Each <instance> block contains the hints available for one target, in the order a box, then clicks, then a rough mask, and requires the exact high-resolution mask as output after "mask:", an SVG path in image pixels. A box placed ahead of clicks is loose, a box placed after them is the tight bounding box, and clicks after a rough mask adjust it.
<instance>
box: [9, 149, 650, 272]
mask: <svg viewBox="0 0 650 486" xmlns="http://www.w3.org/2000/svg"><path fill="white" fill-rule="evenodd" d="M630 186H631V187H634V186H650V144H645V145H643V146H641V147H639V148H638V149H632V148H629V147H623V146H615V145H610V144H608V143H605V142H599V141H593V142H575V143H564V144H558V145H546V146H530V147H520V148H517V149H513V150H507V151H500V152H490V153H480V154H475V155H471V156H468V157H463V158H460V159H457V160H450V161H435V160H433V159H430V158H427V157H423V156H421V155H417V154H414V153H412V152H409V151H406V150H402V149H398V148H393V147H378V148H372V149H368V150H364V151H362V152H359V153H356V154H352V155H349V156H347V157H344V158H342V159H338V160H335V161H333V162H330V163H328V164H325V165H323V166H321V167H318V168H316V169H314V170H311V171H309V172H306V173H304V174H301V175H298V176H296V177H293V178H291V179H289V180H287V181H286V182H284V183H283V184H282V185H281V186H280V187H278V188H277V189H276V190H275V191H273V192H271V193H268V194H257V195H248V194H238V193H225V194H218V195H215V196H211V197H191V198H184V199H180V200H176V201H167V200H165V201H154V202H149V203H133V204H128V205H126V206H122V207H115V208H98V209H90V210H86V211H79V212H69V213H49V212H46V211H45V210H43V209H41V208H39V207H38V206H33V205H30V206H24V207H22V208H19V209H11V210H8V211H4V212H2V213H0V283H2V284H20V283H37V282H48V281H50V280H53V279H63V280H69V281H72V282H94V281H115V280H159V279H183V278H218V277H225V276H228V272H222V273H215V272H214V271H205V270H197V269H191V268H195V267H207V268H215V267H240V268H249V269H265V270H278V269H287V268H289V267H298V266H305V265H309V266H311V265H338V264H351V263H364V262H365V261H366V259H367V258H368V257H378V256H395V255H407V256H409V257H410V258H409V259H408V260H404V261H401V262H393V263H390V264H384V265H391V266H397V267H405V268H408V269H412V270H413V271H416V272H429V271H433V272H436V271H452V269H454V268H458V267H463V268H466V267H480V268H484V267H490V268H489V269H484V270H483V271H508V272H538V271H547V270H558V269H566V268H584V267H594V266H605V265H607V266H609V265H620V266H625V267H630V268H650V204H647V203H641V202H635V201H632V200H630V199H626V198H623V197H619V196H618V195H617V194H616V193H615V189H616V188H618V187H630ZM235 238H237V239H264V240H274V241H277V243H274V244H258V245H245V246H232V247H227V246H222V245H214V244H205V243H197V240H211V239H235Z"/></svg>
#####
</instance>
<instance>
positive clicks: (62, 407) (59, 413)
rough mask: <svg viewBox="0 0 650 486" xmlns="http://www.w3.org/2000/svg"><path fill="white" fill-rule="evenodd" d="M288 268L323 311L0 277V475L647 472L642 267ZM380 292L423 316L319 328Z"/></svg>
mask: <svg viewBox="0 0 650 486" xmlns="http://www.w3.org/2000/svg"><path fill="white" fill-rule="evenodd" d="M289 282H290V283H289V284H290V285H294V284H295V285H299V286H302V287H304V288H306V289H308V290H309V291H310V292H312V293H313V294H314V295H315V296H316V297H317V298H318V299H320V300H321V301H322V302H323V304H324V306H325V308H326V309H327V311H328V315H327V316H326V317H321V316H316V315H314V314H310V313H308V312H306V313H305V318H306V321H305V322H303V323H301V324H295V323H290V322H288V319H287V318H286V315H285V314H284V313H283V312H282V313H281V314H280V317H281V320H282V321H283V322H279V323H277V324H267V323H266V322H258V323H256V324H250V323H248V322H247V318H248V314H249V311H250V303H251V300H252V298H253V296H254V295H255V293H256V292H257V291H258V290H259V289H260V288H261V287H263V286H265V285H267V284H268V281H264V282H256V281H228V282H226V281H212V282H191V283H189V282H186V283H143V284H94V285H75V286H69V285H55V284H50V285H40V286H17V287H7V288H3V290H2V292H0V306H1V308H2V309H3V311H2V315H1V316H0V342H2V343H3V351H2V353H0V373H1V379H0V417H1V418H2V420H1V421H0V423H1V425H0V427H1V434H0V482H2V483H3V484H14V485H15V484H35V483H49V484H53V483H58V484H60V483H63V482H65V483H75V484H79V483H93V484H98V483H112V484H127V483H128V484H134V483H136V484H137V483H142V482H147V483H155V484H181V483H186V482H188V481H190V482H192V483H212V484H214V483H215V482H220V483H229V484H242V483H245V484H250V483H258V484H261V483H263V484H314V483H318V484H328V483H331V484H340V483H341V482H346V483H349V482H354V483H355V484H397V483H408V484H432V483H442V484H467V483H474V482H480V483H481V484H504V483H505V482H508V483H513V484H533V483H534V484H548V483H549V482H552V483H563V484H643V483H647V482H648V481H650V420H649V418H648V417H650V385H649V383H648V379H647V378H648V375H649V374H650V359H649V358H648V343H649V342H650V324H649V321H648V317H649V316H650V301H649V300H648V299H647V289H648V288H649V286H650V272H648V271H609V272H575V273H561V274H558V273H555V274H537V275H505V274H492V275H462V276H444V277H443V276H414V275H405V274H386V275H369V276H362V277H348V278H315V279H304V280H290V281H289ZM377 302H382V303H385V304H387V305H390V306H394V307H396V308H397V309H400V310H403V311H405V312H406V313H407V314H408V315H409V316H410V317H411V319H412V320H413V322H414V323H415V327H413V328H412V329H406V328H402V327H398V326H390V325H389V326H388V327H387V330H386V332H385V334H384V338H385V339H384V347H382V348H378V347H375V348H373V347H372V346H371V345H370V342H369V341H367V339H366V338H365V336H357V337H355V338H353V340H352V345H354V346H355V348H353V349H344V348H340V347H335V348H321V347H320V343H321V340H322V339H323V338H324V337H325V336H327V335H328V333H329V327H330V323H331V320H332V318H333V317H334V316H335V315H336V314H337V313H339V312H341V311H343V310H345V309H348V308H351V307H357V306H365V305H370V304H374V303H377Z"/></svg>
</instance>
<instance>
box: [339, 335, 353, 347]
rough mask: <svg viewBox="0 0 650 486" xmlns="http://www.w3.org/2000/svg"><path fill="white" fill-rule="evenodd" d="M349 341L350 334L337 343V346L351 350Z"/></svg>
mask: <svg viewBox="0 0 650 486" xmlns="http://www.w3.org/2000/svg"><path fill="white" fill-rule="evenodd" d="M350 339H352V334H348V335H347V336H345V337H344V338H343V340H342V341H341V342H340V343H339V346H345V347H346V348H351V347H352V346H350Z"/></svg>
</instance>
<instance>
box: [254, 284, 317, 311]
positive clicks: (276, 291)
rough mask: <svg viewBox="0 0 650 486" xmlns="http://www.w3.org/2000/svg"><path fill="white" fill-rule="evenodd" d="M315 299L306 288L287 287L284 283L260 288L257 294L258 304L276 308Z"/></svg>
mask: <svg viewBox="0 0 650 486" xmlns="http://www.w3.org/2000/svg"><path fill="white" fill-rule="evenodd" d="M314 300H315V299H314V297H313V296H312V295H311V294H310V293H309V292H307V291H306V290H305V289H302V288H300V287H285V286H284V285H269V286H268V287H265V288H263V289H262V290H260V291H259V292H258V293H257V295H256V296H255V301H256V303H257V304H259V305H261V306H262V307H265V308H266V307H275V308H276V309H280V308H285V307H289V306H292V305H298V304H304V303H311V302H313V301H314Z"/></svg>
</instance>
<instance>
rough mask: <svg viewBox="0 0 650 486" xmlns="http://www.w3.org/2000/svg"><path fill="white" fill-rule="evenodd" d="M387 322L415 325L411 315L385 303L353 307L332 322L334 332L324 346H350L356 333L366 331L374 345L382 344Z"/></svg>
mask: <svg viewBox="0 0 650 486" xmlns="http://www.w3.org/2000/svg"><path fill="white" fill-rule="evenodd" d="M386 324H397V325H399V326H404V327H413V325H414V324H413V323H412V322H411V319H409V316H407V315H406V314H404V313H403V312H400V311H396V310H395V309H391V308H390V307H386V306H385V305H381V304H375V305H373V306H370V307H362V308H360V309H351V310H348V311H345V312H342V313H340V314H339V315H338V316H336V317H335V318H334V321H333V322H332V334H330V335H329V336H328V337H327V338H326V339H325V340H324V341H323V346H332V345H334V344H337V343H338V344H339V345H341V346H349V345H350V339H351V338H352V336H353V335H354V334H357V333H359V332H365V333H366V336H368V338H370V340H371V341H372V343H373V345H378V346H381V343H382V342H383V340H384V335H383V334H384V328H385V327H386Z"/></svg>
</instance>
#####
Aim of the exercise: Rewrite everything from the line containing "Each <instance> block" down to the line containing "box: [9, 149, 650, 272]", changing "rough mask" to "coarse mask" and keeping all else the same.

Solution:
Each <instance> block contains the hints available for one target, in the order a box, then clicks, then a coarse mask, and requires the exact high-resolution mask as output after "mask:", an SVG path in image pixels. A box placed ahead of clicks is loose, a box placed after them is the tight bounding box, and clicks after a coarse mask adjust it.
<instance>
box: [9, 149, 650, 272]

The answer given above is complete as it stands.